_Directions for this task_
What follows is a set of records, each of which is to be written out exactly.

_Provided material_
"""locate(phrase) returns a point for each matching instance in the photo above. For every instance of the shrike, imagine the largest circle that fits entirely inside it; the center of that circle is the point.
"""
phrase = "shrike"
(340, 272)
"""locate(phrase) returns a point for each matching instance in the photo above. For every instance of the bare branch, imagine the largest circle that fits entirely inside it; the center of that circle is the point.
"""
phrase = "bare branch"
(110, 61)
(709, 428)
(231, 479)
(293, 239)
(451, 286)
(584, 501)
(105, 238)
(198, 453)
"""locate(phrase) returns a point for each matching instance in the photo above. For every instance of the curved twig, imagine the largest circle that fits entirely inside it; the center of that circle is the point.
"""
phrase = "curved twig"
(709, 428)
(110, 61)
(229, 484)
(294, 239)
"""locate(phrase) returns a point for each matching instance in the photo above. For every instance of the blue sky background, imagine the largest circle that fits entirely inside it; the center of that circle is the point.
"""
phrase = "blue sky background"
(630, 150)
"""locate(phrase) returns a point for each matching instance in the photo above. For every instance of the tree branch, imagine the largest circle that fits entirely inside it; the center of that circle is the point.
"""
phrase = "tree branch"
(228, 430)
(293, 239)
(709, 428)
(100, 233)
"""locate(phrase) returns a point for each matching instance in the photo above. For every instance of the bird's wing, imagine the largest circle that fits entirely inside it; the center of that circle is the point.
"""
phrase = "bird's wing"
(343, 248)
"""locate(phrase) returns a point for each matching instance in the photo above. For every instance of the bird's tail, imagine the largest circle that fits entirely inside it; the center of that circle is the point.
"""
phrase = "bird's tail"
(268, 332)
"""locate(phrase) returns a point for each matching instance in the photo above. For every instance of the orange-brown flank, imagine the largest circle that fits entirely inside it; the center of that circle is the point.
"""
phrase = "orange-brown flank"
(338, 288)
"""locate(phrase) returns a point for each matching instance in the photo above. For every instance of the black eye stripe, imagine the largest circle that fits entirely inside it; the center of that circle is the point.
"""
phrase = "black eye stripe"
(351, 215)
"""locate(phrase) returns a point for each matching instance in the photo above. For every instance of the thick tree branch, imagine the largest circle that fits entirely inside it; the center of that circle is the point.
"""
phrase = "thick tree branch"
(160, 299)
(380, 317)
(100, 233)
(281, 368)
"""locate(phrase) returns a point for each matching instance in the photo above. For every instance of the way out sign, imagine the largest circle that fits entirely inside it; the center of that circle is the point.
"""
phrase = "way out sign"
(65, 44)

_Output of the task_
"""locate(phrase) returns a point for each matching instance in the photo above. For every instance of the shrike, imagine the largest circle that fits entirely inside it; the center of that circle is the point.
"""
phrase = "shrike"
(340, 272)
"""locate(phrase) returns a point for each matching instance in the photo above. For every instance of the bare branch, imagine the largest circle that fits entirely inside it; the center of that circle is the point.
"""
phrase = "bare branch"
(110, 61)
(709, 428)
(231, 479)
(293, 239)
(451, 286)
(584, 501)
(105, 238)
(198, 453)
"""locate(phrase) returns a point for each matching instance in the photo above. For every instance of the curved twig, imagine the largest circle that fits entirely inside it; the center of that circle is the point.
"""
phrase = "curved twig"
(709, 428)
(110, 61)
(229, 484)
(294, 239)
"""locate(phrase) returns a point for each matching instance in the photo above. For every instance of the blue sky background, imagine the largest circle that fits entirely inside it; the center of that circle is the point.
"""
phrase = "blue sky background"
(630, 150)
"""locate(phrase) returns a point for each matching instance in the photo above. For every instance of the tree branch, imagine the largest circle that fits entirely inside it; the center of that circle is the point.
"""
phrase = "tree branch"
(228, 430)
(293, 239)
(709, 428)
(100, 233)
"""locate(phrase) returns a point for each matching instance in the photo above. For every instance of the bird's wing, imagine the largest circle that fits entirely inside it; the center of that circle is the point.
"""
phrase = "bird's wing"
(343, 248)
"""locate(phrase) returns a point for each matching instance in the photo above. For every instance of the bird's tail, imagine the largest circle that fits entirely inside it; the center of that circle is the point.
"""
phrase = "bird's tail"
(268, 332)
"""locate(phrase) returns a point for each matching instance in the photo above. For every instance of the orange-brown flank, imagine the largest circle that fits entirely inside it; the center of that circle is the point.
"""
phrase = "orange-brown flank"
(338, 288)
"""locate(phrase) returns a point for each matching instance in the photo above. For every instance of the black eye stripe, imagine the largest circle that fits entirely inside it; the center of that circle is the point.
"""
phrase = "black eye stripe"
(351, 215)
"""locate(phrase) returns a point for each matching instance in the photo above. For every instance of the thick tree branch, imagine the largest circle that fits entirely inside it; the center of that circle is the point.
"""
phrase = "thick tree branch"
(160, 299)
(380, 317)
(100, 233)
(281, 368)
"""locate(phrase) returns a point for each matching instance in the photo above. For every instance of the way out sign, imagine the largest circle that fits entirely inside it; the center of that circle is the point.
"""
phrase = "way out sign"
(65, 44)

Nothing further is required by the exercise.